| Verilen metin |

···

Siyasi bir ilke olarak düzen, dengeli ve öngörülebilir ve hepsinden önemlisi kişisel güvenliği emniyet altına alan davranış biçimlerini ifade eder. Evrensel bir değer taşısa da çok farklı iki anlamı beraberinde getiren düzen kavramı, çok yaygın olarak, siyasi otoriteyle ilişkilendirilir ve ancak bir yasa sistemi ile ‘’yukarıdan’’ zorlanarak elde edilebileceği düşünülür.
Bu yüzdendir ki, yasa ve düzen kaynaşmış bir tek kavram haline gelmişlerdir. Düzeni eşitlikle ve sosyal adaletle ilişkilendiren diğer bir görüşe göre ise düzen, istikrar ile güvenlik, işbirliği ve karşılıklı saygı sayesinde, doğal yollarla ‘’aşağıdan yukarıya’’ meydana gelebilir.
Yaygın görüşe göre, devletlerin anarşik sistemi içinde düzen kavramı, birlikte yaşamanın minimum şartları olarak ele alınmaktadır. Hedley Bull daha sonraları düzeni, insanların bireysel ya da gruplarla ilişkilerinde belirli amaç ve değerlerle desteklenen sosyal hayatın düzenlenmesi olarak tanımlamaktadır. Bu tanımda da belirleyici olan, düzenin sınırlayıcı ve minimum düzeyde olmasıdır. Dünya düzeninin bu yorumunda, uluslararası sosyal yaşamın temel hedeflerini sürdürme konusunda belirleyici olan davranış kalıpları ve anarşik devletler toplumunun içinde gelişen kurumlar ve kuralların genel bir çerçevesi üzerinde durulmaktadır. Bu bağlamda sınırlandırılmış ve kırılgan toplumların üç temel hedefi bulunmaktadır; devletler toplumunun kendini koruması, tek tek devletlerin kendi bağımsızlıklarını sürdürmeleri ve devletler ve toplumlar arasındaki savaş ve şiddetin denetlenmesi -ama ortadan kaldırılması anlamında değil.

···

| Gösterilen malzeme |
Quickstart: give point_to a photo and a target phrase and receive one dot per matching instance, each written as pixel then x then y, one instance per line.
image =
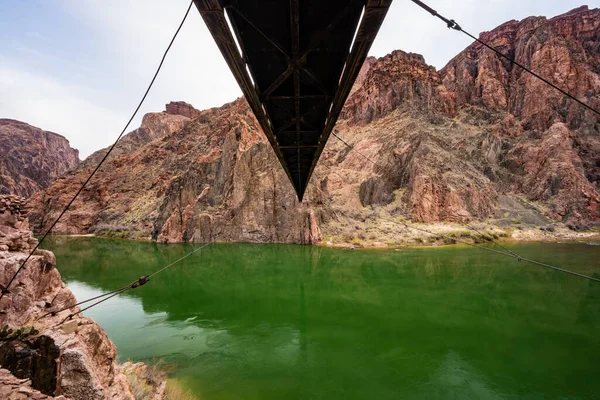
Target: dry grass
pixel 174 392
pixel 146 380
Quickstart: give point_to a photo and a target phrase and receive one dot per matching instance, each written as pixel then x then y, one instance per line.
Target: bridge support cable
pixel 108 295
pixel 5 289
pixel 452 24
pixel 507 253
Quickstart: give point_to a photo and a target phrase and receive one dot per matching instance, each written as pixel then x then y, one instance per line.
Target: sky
pixel 79 67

···

| Görev listesi |
(1) Verilen metne göre yasa ve düzen neden kaynaşıp tek bir kavram haline gelmiştir? Bir ile üç cümle arasında açıklayın.
(2) Verilen metinden "Siyasi bir ilke" sözlerinden "elde edilebileceği düşünülür." sözlerine kadar uzanan kısmı, iki uç da dahil olmak üzere aynen çıkarın.

| Görevlere yanıtlar |
(1) Düzen kavramı çok yaygın olarak siyasi otoriteyle ilişkilendirilir. Ayrıca düzenin ancak bir yasa sistemiyle "yukarıdan" zorlanarak elde edilebileceği düşünülür. Bu yüzden yasa ve düzen tek bir kavramda birleşmiştir.

(2)
Siyasi bir ilke olarak düzen, dengeli ve öngörülebilir ve hepsinden önemlisi kişisel güvenliği emniyet altına alan davranış biçimlerini ifade eder. Evrensel bir değer taşısa da çok farklı iki anlamı beraberinde getiren düzen kavramı, çok yaygın olarak, siyasi otoriteyle ilişkilendirilir ve ancak bir yasa sistemi ile ‘’yukarıdan’’ zorlanarak elde edilebileceği düşünülür.